**Aim of the task:** Please copy the records from the line with "Where can the blank" up to and including the line with "point(541, 400)", multiplying each answer coordinate by 0.75 and rounding to a whole number, with halves rounded up. Reproduce every other line in that range unchanged, including the sample point in the wording.

--

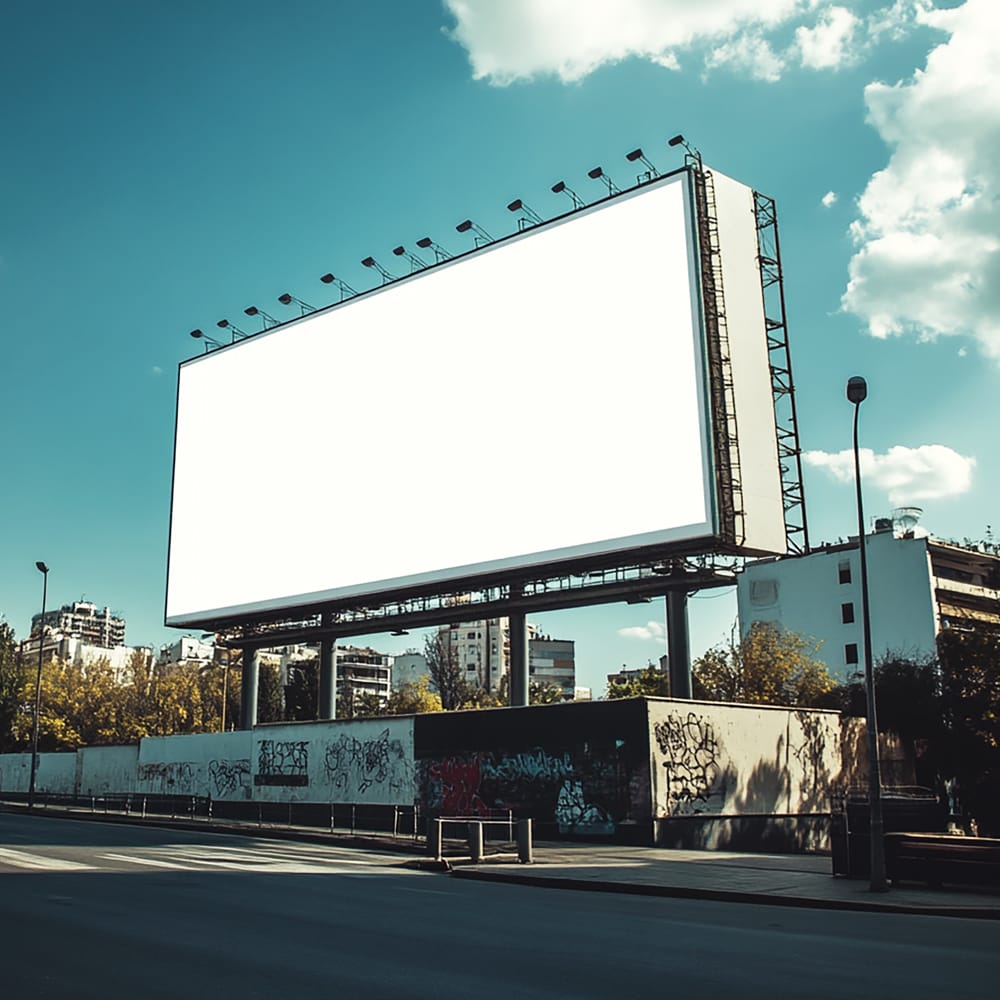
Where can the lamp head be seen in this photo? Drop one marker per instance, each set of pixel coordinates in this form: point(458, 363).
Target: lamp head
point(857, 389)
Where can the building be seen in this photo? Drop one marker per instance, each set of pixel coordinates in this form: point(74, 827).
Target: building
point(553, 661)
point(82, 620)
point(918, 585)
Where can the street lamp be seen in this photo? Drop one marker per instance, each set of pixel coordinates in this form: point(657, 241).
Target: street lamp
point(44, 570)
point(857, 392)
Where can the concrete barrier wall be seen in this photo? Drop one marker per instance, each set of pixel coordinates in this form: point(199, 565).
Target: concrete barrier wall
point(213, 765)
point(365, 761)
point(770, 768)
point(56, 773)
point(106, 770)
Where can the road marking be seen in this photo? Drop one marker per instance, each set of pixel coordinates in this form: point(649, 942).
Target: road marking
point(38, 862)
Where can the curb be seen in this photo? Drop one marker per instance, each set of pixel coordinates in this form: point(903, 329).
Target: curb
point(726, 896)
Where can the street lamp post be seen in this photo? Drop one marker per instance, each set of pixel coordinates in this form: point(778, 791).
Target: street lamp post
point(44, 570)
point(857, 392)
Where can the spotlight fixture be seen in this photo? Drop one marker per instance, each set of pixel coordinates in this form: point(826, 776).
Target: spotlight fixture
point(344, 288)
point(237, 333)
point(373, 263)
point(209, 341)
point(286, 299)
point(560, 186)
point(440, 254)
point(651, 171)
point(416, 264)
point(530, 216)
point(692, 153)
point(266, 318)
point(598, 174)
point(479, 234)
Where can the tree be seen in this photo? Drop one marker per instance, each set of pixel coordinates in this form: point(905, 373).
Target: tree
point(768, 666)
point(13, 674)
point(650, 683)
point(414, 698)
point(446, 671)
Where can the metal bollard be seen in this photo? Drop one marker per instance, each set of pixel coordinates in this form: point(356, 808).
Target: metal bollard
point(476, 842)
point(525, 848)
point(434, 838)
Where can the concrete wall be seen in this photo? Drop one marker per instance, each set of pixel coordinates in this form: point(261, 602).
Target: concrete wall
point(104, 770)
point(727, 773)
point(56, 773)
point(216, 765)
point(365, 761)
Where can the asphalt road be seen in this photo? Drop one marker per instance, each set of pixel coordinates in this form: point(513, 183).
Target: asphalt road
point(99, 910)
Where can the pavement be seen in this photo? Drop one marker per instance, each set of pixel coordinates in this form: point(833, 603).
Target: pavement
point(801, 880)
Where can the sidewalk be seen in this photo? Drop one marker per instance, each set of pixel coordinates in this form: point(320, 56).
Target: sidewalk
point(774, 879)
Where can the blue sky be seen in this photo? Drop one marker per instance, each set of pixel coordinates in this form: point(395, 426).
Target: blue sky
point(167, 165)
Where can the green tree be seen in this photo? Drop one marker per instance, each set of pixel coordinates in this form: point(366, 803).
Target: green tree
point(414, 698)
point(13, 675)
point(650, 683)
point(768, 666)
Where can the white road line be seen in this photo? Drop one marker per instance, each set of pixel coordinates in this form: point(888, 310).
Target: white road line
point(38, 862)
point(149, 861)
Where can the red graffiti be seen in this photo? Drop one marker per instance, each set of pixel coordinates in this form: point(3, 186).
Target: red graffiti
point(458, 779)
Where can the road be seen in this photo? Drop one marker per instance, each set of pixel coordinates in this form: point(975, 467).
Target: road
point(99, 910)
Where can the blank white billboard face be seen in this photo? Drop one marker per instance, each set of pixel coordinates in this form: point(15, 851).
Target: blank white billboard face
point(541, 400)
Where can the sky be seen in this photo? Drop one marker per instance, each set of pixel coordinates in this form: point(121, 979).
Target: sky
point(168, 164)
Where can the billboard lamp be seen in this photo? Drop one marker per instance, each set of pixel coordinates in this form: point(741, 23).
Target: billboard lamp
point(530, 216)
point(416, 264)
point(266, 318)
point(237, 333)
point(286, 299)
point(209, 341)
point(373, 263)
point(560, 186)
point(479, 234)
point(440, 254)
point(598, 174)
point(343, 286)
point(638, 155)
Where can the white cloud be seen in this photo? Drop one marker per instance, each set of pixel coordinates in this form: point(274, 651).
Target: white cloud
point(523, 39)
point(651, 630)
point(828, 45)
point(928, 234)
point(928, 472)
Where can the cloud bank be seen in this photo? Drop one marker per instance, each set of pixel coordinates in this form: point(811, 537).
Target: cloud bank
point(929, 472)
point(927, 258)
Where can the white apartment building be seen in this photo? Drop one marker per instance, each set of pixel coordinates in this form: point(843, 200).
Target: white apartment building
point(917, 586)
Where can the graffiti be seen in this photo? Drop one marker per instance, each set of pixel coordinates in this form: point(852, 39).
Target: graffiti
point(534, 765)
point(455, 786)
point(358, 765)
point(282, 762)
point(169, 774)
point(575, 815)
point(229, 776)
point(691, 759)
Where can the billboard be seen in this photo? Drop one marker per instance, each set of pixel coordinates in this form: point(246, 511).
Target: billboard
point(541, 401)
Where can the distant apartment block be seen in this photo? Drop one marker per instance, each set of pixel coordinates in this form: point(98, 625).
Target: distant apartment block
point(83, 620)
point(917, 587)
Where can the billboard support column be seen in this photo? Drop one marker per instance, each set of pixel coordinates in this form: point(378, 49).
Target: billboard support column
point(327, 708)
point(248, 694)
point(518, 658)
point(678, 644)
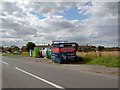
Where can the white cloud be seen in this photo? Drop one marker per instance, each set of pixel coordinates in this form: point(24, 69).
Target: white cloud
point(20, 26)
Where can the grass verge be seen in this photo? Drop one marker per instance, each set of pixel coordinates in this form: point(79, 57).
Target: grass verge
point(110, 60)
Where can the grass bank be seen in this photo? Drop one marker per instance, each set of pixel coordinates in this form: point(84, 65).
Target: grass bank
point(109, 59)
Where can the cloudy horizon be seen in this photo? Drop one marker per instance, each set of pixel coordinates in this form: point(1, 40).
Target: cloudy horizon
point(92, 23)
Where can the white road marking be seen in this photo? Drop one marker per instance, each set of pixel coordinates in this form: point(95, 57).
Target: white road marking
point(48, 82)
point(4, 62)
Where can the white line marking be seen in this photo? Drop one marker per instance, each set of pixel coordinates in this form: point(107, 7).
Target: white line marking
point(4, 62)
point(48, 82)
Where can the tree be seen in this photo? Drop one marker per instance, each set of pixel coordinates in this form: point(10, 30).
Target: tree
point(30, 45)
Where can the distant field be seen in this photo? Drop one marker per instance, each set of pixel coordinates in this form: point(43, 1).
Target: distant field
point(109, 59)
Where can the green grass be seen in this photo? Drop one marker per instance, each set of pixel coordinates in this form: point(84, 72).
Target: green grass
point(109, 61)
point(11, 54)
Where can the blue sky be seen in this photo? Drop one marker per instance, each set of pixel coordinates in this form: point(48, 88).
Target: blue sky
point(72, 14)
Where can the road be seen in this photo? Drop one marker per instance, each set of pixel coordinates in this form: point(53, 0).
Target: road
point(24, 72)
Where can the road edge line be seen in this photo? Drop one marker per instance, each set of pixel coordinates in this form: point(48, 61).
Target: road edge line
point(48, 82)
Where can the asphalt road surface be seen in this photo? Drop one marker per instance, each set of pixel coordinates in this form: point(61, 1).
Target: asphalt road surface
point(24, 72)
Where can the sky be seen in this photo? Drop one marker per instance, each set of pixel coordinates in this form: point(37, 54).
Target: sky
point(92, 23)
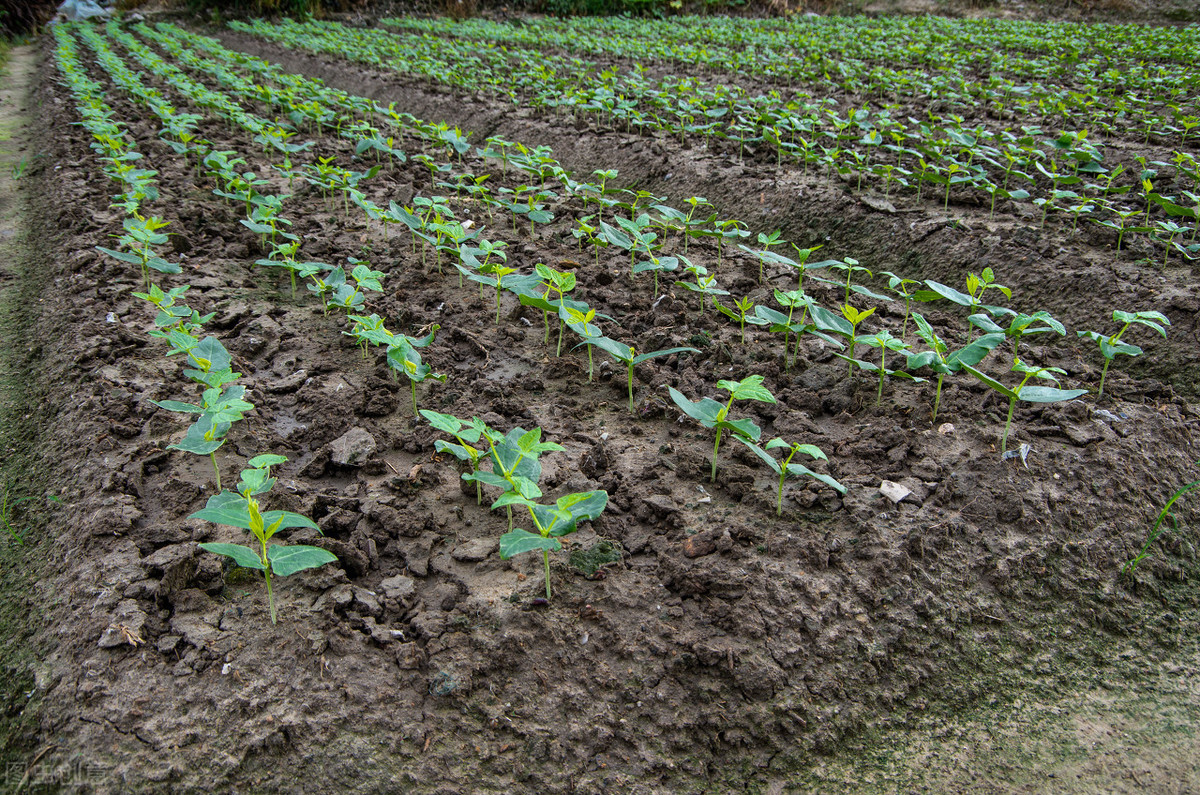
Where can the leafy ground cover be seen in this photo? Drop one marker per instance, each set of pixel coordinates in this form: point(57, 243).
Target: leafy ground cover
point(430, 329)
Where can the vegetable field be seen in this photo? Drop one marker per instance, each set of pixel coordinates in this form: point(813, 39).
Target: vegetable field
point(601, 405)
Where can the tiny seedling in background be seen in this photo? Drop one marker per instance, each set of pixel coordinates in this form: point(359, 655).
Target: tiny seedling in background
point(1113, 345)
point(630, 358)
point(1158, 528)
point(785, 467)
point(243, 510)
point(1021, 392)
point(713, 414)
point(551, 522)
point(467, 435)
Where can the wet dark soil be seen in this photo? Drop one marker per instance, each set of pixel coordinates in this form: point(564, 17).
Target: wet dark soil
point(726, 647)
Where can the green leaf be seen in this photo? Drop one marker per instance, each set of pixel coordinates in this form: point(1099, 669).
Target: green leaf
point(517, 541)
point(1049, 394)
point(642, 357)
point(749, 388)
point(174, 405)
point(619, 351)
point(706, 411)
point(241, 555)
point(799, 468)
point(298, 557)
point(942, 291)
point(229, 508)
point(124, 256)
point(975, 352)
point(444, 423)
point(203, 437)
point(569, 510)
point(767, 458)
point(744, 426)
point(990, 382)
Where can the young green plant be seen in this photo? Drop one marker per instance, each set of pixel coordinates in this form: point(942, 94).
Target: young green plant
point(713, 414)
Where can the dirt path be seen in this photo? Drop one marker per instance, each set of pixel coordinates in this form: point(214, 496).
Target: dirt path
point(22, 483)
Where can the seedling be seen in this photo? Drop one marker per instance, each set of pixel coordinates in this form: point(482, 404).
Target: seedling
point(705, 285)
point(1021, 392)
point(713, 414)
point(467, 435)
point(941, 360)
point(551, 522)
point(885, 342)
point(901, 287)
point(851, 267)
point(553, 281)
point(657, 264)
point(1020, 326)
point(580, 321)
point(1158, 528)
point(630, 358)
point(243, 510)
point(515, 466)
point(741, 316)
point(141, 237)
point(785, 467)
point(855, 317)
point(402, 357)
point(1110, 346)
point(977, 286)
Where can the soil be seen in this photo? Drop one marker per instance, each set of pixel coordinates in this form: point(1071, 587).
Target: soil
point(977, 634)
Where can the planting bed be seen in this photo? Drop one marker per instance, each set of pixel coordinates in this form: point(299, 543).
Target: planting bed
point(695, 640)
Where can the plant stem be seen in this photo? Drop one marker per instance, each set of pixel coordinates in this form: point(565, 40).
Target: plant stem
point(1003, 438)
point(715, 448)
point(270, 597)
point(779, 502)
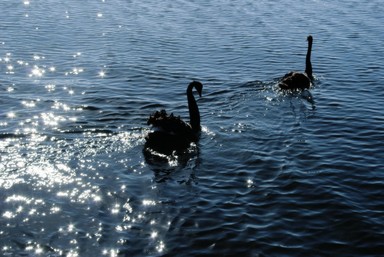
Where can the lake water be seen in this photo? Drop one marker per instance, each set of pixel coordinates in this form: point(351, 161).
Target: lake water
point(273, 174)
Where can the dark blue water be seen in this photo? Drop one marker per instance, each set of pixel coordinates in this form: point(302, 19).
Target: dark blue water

--

**Exercise answer:**
Where can the blank white billboard face be seen in this photo? Drop one marker per instance, each set of pixel coordinates in this form: point(15, 851).
Target: blank white billboard face
point(406, 300)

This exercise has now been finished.